Items listed in a dataset:
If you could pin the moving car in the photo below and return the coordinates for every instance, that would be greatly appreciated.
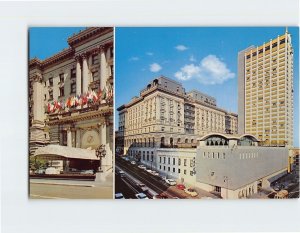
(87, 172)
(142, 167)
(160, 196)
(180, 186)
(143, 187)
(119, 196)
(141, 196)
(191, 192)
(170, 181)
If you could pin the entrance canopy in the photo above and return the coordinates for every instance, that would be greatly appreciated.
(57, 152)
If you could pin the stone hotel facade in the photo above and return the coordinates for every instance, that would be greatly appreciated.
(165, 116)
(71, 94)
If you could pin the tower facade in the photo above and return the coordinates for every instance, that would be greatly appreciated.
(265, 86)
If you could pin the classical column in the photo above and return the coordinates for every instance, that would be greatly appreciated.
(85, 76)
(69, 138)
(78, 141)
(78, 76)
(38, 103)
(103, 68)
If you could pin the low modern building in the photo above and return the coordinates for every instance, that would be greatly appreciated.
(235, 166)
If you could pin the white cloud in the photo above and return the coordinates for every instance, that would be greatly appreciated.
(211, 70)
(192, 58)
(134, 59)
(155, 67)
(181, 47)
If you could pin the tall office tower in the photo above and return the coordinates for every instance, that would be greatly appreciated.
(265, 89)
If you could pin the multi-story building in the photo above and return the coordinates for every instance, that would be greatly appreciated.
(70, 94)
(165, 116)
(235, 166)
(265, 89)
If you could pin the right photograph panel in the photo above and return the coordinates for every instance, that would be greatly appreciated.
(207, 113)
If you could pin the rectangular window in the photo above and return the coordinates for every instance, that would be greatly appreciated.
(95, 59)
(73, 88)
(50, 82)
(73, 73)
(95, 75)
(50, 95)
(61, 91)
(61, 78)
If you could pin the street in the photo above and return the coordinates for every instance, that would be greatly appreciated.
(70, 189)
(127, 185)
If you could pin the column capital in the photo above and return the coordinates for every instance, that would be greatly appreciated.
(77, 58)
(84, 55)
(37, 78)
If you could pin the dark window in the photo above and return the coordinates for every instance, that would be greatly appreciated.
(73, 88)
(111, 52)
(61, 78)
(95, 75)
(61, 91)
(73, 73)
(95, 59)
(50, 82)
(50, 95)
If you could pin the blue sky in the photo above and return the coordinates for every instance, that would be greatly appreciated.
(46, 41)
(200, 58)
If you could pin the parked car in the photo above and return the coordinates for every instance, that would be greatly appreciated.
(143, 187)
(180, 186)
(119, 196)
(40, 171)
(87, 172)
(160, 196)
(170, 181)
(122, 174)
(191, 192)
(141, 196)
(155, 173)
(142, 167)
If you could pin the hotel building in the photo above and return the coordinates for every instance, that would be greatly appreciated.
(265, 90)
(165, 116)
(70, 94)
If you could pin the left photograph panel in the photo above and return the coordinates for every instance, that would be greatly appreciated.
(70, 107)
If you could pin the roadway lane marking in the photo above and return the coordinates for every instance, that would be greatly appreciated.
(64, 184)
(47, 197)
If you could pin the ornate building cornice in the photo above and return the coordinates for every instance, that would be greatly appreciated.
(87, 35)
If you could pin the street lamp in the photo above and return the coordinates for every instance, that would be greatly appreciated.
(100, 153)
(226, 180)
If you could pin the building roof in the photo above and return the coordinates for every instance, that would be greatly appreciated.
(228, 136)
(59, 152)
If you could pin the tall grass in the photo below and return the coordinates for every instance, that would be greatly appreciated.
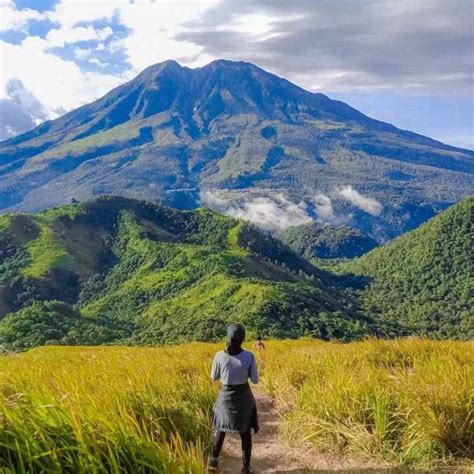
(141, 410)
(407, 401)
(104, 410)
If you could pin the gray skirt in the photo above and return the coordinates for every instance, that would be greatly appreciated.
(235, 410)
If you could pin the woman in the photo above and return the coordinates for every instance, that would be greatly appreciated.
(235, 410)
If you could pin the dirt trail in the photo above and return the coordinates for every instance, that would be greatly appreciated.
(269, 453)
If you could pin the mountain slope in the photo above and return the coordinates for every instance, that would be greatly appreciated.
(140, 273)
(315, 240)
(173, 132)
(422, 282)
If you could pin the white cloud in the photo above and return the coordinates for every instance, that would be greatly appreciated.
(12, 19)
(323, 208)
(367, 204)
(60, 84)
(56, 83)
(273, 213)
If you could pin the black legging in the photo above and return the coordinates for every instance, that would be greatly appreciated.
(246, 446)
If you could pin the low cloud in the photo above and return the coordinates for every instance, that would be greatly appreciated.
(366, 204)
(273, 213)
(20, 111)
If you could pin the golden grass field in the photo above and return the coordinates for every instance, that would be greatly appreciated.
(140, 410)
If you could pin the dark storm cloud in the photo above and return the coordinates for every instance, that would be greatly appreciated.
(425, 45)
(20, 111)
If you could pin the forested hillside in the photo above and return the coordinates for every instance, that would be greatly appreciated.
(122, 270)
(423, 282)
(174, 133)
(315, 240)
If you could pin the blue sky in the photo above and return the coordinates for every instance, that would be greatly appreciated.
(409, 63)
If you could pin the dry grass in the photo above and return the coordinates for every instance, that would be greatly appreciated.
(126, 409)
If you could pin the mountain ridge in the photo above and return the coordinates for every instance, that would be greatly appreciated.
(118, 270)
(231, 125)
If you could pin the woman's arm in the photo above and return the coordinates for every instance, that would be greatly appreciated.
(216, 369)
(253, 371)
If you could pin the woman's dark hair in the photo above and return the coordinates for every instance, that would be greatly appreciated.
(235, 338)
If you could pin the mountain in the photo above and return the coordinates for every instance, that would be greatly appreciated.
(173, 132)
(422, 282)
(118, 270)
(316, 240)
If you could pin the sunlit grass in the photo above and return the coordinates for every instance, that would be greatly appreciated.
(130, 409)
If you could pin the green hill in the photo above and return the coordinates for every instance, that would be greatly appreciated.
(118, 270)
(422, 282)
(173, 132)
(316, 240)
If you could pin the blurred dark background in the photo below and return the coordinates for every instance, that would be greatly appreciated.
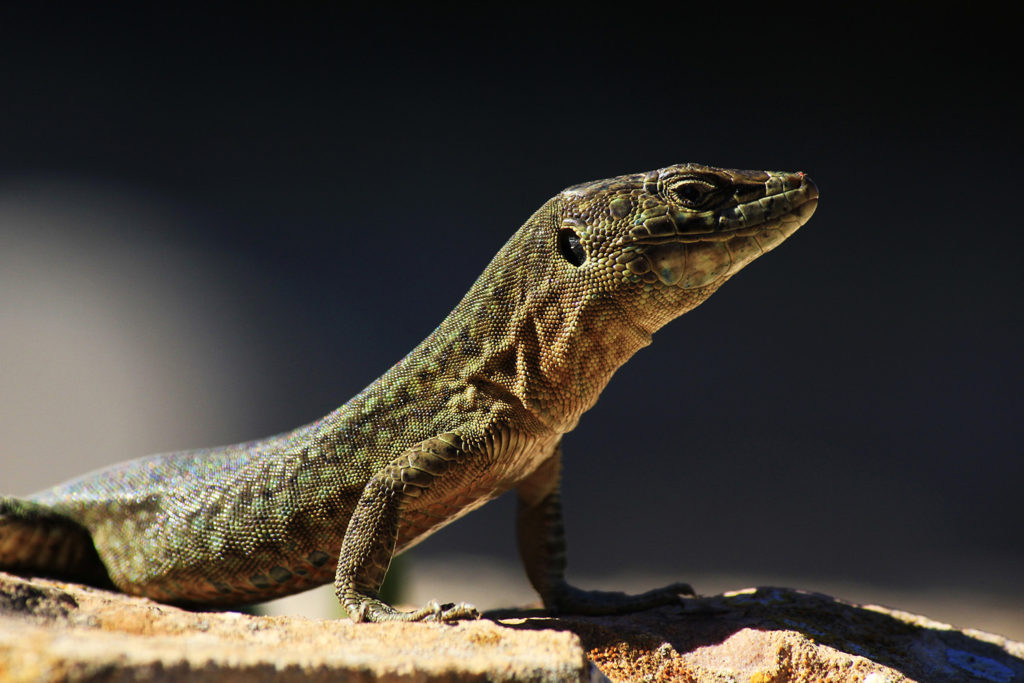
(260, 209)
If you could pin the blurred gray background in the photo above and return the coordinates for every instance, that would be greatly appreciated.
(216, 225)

What you should do: Render the records above word for word and leave the pictures out.

Solution to this problem:
If you could pin the moving car in the photo below and return the coordinates for every instance, that would be greatly appreciated.
(87, 172)
(142, 167)
(160, 196)
(180, 186)
(143, 187)
(119, 196)
(141, 196)
(191, 192)
(170, 181)
If you could pin the entrance canopy in the photo above and return the coordinates for every instance, that would be greatly appreciated.
(57, 152)
If you could pin the stone hotel facade in the photo above and return the coordinates for every instance, that would be greatly appreciated.
(165, 116)
(71, 94)
If you could pin the tower facade in the photo above and return the coordinates for every instance, that would be greatly appreciated.
(265, 86)
If you could pin the classical column in the photo above and return the coordinates for every instance, that would be greatly appreciated.
(85, 76)
(69, 138)
(78, 141)
(78, 76)
(38, 103)
(103, 68)
If you could pin the low modern building in the photo above and return the coordinates for every instance, that would be greatly appreciated.
(235, 166)
If you could pin the white cloud in the photo above and return the coordinates for every instance, that would be greatly appreciated.
(211, 70)
(192, 58)
(134, 59)
(155, 67)
(181, 47)
If you could pin the tall office tower in the photo above and return the coordinates for every instance, that would be greatly appreciated.
(265, 89)
If you could pin the multi-story building in the photo above and return the coordinates for every instance, that would be greatly appreciated.
(70, 94)
(165, 116)
(235, 166)
(265, 89)
If you could pin the right photograph panel in the photo above and return the coordinates for every instance, that would be greatly appreciated.
(207, 113)
If you could pin the rectangular window in the photo above and return the coordinates for every instance, that would be greatly appreciated.
(95, 59)
(73, 88)
(50, 82)
(73, 73)
(95, 75)
(50, 95)
(61, 91)
(61, 78)
If you could pin the street in the photo above and return the coordinates for every instance, that would be greatly appreciated.
(70, 189)
(127, 185)
If you could pin the column capital in the photo above and return the coordinates for every instance, that would be greatly appreciated.
(77, 58)
(84, 55)
(37, 78)
If you could pin the dark window in the photo above and return the coordinates for every instance, that would be greatly appreciated.
(73, 88)
(111, 52)
(61, 78)
(95, 75)
(61, 91)
(73, 73)
(95, 59)
(50, 82)
(50, 95)
If you could pin the blue sky in the photo above and return the coordinates for every instance, that would be greatly appreciated.
(46, 41)
(200, 58)
If you could pin the parked car in the photo above and return the coordinates for every instance, that would be greatly appreciated.
(143, 187)
(180, 186)
(119, 196)
(40, 171)
(87, 172)
(160, 196)
(170, 181)
(122, 174)
(191, 192)
(141, 196)
(155, 173)
(142, 167)
If you could pin the hotel building in the photo above and return the coordinates for every instance, that would be greatly appreciated.
(265, 90)
(165, 116)
(70, 94)
If you could pin the left photograph panel in the photo above and return the coordinates for every instance, that would be greatly appreciated.
(70, 107)
If you could pin the roadway lane marking in the photo above and return the coordinates for every instance, that would be greatly appreciated.
(64, 184)
(47, 197)
If you could pin the ornate building cornice in the photo above and return the coordinates for every instance, that would be greatly appreciated.
(87, 35)
If you could pin the street lamp in the photo above and return the coordinates for every instance, that would be greatly appreciated.
(100, 153)
(226, 180)
If you could pin the building roof in the photo above and return the coordinates for every instance, that would be greatly appreciated.
(228, 136)
(59, 152)
If you could pin the tall grass in the photo below and return the coordinates for every instance, that would be greatly appreciated.
(141, 410)
(407, 401)
(104, 410)
If you could pin the gray skirt in the photo above and return the coordinates for every instance, that would be greatly appreciated.
(235, 410)
If you could pin the woman in the photo above and return the coordinates for every instance, that would be greatly appreciated.
(235, 410)
If you could pin the dirt trail in the photo above and return the coordinates for every instance, that would be greatly appreciated.
(269, 453)
If you could pin the mountain slope in the photo above and return the coordinates for every instance, that would be greatly appreciated.
(140, 273)
(315, 240)
(173, 132)
(422, 282)
If you could pin the white cloud in the photo above and return the coordinates for every instance, that would be greatly appreciated.
(12, 19)
(323, 208)
(367, 204)
(60, 84)
(56, 83)
(273, 213)
If you could pin the black legging in the photo above and return the coordinates for every instance, that would be greatly appreciated.
(246, 446)
If you could pin the low cloud in the photo above and return the coordinates for every instance, that would be greatly appreciated.
(366, 204)
(273, 213)
(20, 111)
If you could pin the golden grass field in the photo above and return the coordinates for every instance, that would be greatly appreciated.
(140, 410)
If you could pin the dark storm cloud in the photo above and return the coordinates for every instance, that would be greatly appreciated.
(425, 45)
(20, 111)
If you could pin the forested hillside in the photo above and return the coordinates for every instance, that would be greatly appreciated.
(122, 270)
(423, 282)
(174, 133)
(315, 240)
If you could pin the blue sky in the photo above and return the coordinates for every instance, that would be greatly appreciated.
(409, 63)
If you could pin the dry grass in the photo above and return the coordinates for every instance, that would be greatly appreciated.
(126, 409)
If you could pin the mountain ridge in the photo above and return the coordinates for every instance, that would be greatly appreciated.
(118, 270)
(231, 125)
If you could pin the woman's arm in the photo above and return the coordinates for every instance, that would be greatly appreciated.
(216, 369)
(253, 371)
If you could pin the woman's dark hair in the photo above and return the coordinates for every instance, that would be greatly appreciated.
(235, 338)
If you could pin the mountain in the photo above and return the coordinates for every instance, that would be greatly appreciated.
(173, 132)
(422, 282)
(118, 270)
(316, 240)
If you could pin the sunlit grass in the photo above and return the coordinates for every instance, that would be greatly appreciated.
(130, 409)
If you could pin the green hill in the photo above and return the coordinates for every instance, that would be greatly appreciated.
(118, 270)
(422, 282)
(173, 132)
(316, 240)
If you could pin the blurred dark background in the photo below and return the coordinates for every instance, that would be greatly appreciated.
(260, 209)
If you could pin the blurred gray background in the photo above and return the coordinates for every instance, that would be greatly appreciated.
(216, 225)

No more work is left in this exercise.